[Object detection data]
= = = = =

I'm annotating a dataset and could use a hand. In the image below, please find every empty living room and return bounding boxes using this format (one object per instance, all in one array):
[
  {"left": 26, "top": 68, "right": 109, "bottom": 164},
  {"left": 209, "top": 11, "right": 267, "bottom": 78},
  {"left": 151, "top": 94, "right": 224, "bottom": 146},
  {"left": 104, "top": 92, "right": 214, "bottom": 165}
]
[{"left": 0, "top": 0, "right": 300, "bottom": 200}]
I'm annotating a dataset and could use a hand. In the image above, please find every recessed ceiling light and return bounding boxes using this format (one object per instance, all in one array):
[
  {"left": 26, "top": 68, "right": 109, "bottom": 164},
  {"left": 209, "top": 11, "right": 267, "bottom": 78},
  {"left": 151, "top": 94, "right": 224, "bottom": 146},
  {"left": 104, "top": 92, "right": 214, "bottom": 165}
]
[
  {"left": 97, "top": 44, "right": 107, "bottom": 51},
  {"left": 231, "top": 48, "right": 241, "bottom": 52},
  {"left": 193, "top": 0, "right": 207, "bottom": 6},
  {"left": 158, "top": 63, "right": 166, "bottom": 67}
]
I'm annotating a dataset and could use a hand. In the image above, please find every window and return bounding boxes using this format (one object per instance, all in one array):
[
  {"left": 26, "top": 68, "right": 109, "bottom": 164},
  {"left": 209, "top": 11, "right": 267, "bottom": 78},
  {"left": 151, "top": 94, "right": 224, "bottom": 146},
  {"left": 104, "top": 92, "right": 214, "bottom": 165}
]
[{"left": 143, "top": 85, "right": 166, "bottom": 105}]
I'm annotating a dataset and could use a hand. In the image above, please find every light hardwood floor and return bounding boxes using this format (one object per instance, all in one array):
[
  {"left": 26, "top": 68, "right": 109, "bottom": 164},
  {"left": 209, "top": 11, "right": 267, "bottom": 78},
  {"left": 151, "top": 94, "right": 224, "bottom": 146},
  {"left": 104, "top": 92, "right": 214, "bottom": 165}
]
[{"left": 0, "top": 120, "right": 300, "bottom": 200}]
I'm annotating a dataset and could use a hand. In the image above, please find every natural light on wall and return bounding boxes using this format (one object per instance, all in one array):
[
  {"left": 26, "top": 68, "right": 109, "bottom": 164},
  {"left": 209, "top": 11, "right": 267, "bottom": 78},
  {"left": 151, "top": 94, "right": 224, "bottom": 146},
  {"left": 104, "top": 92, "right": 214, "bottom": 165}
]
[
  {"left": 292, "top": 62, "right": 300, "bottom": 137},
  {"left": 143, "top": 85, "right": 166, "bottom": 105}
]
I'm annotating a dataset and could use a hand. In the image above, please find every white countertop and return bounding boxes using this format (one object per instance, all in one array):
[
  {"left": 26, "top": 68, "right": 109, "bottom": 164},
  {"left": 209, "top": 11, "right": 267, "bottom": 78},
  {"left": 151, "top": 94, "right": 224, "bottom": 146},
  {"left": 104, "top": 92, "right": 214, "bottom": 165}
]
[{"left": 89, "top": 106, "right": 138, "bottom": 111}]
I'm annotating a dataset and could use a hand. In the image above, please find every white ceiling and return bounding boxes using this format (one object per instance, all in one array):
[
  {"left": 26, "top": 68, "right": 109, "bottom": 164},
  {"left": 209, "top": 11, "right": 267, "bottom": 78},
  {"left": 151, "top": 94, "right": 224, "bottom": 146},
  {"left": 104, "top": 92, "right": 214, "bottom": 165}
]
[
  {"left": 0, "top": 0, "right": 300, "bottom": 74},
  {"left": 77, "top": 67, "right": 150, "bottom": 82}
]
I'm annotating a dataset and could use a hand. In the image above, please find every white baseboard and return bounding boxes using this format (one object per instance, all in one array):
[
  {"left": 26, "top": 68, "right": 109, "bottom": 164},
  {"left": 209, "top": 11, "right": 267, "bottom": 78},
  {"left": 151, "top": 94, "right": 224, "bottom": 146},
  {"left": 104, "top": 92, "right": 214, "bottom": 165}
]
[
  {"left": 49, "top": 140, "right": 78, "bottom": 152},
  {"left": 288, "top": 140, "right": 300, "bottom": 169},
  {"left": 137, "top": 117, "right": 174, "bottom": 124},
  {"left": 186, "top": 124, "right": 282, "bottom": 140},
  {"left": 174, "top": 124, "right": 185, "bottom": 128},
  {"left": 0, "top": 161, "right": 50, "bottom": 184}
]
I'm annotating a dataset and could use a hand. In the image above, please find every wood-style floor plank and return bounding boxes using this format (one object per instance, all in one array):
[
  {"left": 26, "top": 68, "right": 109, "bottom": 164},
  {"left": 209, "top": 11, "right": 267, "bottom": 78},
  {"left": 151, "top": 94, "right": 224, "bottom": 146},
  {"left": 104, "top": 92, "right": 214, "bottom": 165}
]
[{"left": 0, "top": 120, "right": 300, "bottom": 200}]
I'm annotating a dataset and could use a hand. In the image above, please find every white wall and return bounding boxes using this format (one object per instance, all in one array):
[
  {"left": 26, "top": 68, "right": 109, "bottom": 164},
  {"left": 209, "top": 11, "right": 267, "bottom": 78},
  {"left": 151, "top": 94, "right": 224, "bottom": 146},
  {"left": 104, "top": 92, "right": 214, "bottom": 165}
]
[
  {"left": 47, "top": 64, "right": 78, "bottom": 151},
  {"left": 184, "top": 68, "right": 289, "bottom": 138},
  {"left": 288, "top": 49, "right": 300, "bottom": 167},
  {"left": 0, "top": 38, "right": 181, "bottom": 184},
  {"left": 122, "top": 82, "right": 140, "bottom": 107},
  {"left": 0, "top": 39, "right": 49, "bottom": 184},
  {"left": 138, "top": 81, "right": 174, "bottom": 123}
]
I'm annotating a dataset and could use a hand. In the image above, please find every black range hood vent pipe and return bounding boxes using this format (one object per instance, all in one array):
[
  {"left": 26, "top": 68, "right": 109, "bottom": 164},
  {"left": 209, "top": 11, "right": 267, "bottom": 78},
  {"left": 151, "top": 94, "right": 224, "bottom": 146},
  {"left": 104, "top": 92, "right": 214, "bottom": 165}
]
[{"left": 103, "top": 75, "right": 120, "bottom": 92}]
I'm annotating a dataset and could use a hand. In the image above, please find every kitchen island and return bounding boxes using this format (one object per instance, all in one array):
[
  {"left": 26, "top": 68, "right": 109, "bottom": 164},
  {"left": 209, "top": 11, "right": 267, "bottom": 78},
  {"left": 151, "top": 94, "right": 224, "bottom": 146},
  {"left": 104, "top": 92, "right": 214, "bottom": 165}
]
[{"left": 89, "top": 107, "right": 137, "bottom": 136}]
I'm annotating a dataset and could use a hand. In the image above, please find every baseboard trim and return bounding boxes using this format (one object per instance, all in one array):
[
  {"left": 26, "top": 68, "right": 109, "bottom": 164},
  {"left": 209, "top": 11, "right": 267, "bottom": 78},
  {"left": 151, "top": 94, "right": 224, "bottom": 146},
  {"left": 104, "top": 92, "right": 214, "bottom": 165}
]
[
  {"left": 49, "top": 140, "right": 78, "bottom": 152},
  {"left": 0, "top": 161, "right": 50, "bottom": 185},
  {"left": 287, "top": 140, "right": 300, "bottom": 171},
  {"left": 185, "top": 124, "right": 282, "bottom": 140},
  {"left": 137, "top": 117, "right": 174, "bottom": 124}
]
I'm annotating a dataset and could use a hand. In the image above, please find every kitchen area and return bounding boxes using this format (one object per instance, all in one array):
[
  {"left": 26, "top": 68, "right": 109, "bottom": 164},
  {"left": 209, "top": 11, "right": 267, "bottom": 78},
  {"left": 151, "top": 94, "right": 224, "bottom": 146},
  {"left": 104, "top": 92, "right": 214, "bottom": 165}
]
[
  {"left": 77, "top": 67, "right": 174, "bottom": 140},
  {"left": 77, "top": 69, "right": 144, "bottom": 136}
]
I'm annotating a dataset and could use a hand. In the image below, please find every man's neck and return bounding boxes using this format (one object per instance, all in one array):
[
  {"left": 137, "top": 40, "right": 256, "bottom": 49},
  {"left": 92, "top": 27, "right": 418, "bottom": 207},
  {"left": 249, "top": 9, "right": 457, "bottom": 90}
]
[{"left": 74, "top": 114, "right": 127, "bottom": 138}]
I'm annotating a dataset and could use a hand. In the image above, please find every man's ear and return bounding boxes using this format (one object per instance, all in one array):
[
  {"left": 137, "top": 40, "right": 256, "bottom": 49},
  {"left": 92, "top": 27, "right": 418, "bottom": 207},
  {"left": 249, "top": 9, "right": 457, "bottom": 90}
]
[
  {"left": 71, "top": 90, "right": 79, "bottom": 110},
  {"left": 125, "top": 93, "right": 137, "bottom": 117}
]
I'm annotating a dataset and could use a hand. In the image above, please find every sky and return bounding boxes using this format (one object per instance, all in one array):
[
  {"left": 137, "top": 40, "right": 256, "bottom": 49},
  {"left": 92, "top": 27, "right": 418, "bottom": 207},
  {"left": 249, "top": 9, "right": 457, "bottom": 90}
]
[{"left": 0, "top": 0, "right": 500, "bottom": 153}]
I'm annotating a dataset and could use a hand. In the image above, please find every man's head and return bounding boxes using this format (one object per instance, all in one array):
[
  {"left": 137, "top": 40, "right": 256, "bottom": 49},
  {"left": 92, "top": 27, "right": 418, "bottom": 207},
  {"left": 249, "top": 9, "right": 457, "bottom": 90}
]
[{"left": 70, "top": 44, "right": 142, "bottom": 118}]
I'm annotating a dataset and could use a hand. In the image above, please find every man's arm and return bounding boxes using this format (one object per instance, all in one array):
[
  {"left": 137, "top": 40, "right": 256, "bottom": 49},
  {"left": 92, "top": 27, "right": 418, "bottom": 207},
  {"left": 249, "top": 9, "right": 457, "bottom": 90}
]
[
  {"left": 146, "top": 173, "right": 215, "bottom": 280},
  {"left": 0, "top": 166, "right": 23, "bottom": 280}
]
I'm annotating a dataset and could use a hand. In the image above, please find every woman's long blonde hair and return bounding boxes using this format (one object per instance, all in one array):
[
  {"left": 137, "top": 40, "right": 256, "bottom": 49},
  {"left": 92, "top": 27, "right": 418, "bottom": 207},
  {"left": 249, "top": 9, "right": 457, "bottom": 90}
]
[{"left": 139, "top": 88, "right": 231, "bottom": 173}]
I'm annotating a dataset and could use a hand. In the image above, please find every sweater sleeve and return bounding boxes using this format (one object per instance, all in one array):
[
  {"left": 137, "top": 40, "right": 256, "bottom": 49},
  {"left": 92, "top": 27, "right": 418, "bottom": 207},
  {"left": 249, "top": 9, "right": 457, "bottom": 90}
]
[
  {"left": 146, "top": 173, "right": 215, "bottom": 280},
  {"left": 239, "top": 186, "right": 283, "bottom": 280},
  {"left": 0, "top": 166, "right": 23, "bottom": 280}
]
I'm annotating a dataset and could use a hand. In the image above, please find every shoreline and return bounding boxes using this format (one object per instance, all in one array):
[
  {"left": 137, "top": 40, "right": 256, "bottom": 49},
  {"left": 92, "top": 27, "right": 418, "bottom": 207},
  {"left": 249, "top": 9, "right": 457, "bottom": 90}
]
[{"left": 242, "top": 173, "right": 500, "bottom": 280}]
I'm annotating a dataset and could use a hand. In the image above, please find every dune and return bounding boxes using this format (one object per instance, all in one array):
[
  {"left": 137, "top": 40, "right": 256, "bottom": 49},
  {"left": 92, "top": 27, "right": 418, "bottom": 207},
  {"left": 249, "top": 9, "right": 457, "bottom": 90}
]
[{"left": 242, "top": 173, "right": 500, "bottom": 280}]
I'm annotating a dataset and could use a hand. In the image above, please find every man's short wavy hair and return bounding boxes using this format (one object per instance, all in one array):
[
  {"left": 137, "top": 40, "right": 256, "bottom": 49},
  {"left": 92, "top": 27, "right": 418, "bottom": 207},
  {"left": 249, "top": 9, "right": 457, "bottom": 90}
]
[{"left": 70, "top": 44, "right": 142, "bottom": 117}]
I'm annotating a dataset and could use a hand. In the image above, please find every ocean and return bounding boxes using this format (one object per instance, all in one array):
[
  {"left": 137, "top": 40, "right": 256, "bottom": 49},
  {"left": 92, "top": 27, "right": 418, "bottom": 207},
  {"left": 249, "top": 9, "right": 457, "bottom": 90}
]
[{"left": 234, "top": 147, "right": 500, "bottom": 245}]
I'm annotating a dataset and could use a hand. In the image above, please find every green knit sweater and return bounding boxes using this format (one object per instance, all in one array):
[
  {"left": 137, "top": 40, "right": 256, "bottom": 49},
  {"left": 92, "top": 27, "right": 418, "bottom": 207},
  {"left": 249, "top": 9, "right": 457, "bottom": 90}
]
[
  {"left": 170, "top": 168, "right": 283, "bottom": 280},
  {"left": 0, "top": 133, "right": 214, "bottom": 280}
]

= = = = =

## What is needed
Select every line of the records that contains the string "sleeve", and copy each of those lines in full.

## Reply
I'm annotating a dataset and could use a hand. In the image above, please find every sweater sleeve and return bounding boxes using this format (one object per instance, all in one array):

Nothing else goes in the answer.